» Page extract:

We propose the disruption of this now existing pattern by rarefying it and weaving in new planes for safer, healthier, and more humane activities. We start by diverting cars to underground tunnels at the junctions of the newly constructed flyovers for a safer environment for pedestrians. Afterwards, we created open, well-ventilated, and safe cascading areas for socialising, by utilising; rooftops; vacant flats within buildings, abandoned structures, and underground parking areas. We also injected green spaces and outdoor venues on street level and beneath the bridge, all to link the residents to their neighbourhood and reinforce their sense of ownership. These new planes that connect the people to their city have created open spaces that linked residences with better vistas, improving interconnectivity and the value of their homes. These open planes additionally allowed for enhanced airflow, which reduced heat gain and decreased metropolitan temperatures. This intervention additionally facilitates the capturing of solar and vehicular energy, as well as repurposing wastewater and precipitation.

Such an approach would have cascading effects on residing and visiting locals, assisting them in adapting to anticipated future challenges, while connecting them to more sustainable and humane residential environments.

» Data shown:
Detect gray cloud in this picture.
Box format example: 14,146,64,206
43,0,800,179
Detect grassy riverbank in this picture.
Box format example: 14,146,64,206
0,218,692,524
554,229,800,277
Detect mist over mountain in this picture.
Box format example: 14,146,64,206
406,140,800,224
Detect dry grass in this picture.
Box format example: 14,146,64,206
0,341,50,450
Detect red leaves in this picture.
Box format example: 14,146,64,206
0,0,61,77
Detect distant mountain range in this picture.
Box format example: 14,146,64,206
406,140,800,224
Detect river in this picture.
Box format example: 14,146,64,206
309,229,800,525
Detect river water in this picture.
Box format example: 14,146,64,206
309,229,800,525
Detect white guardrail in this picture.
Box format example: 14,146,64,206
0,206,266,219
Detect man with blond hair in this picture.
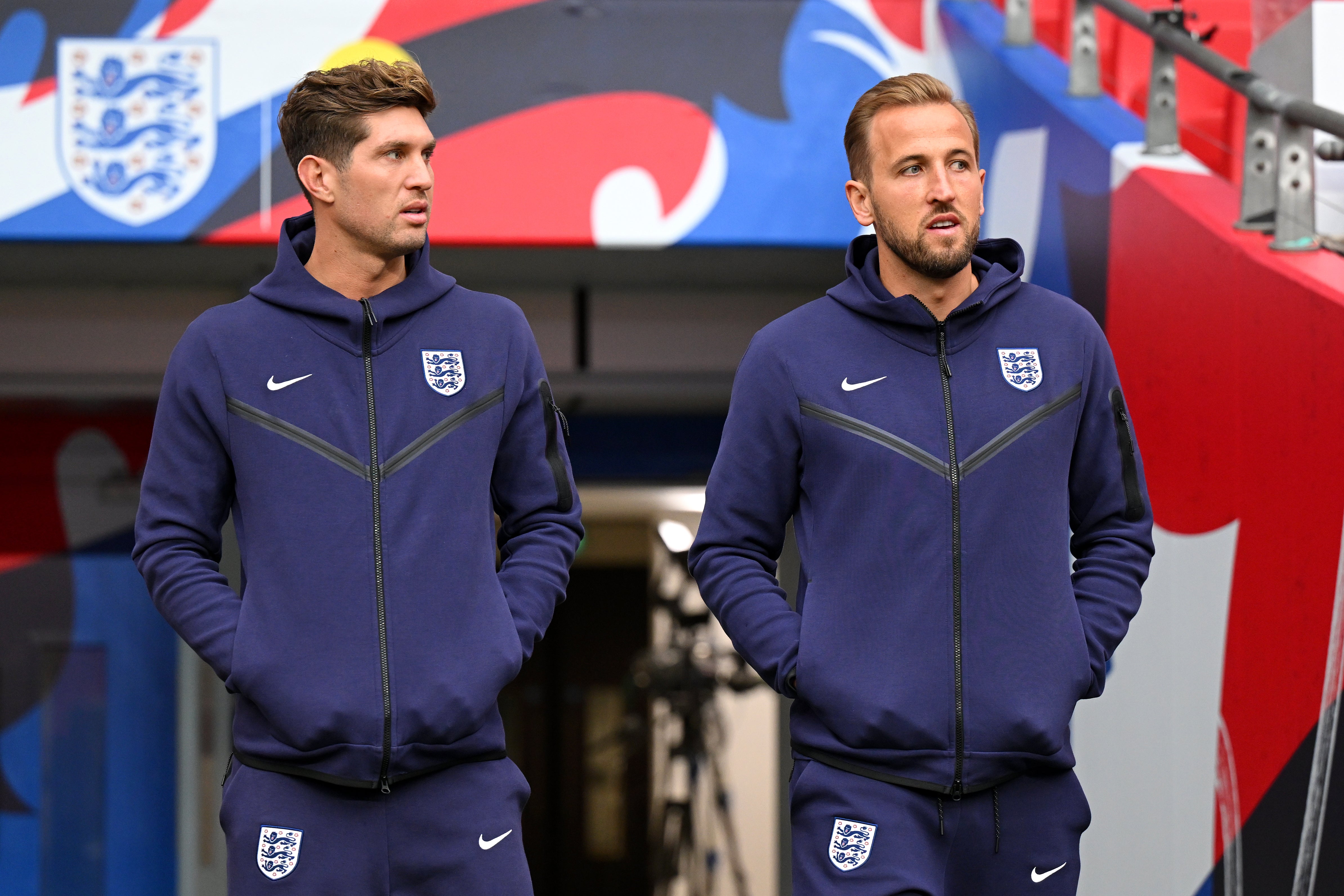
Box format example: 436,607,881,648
135,61,582,896
691,74,1153,896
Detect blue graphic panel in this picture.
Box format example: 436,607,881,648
0,552,177,896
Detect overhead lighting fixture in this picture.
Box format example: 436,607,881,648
658,520,695,554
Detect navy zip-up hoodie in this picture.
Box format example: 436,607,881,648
691,236,1153,795
135,214,582,787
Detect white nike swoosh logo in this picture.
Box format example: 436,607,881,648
476,828,510,854
266,373,312,392
1031,863,1069,884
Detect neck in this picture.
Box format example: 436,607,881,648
304,222,406,301
878,238,980,321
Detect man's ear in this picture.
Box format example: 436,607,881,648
298,156,336,204
844,180,875,227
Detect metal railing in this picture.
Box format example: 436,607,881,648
1004,0,1344,251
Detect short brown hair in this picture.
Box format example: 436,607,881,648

» What to do:
(1) In the urban redesign text, where are cars diverted to?
(2) Write out the urban redesign text again, starting at the words "Such an approach" and ending after "humane residential environments.", and swap "locals" for "residents".
(3) Pick up the urban redesign text right after its final sentence and keep it going.
The records have nothing to do with what comes next.

» Responses to the tasks:
(1) To underground tunnels at the junctions of the newly constructed flyovers.

(2)
Such an approach would have cascading effects on residing and visiting residents, assisting them in adapting to anticipated future challenges, while connecting them to more sustainable and humane residential environments.

(3)
Rocío Cacho Cruz, Universidad Nacional de Ingeniera (UNI), Peru, from the Evaluation Panel for Middle East & Africa, commented:

"I think the contest is a very enriching experience and challenge for our students.

Being able to specify and synthesise the idea of the project and its projection in a single panel is an effort of creativity, imagination and skills that make it possible for the proponent to express in a concrete way the objective that he pursues with his work.

On the other hand, in the group in which I have participated in the Middle East & Africa region, we have had very good proposals and, in particular, the winner brings together a series of variables that contemplate the sustainable development objectives for a city creating new free spaces, thinking in the mobility of people and the relationship with the habitability of these urban areas.

We must continue promoting this type of experiences and competitions among our students and schools of architecture.’’

See the 11 entries from the Middle East & Africa region (PDF)

Europe region

Parasitic interchanges by Lorenz Kleemann, from the Confluence Institute for Innovation and Creative Strategies in Architecture, France

Parasitic interchanges

I am imagining towns that create a bridge between the real and the virtual, drastically reducing distances in the real and increasing the reach of the Virtual.

In my scenario, these structures have formed all over Los Angeles. Each one is located on one of the freeway intersections, the structure constantly adapting to its inhabitants’ different specialisations.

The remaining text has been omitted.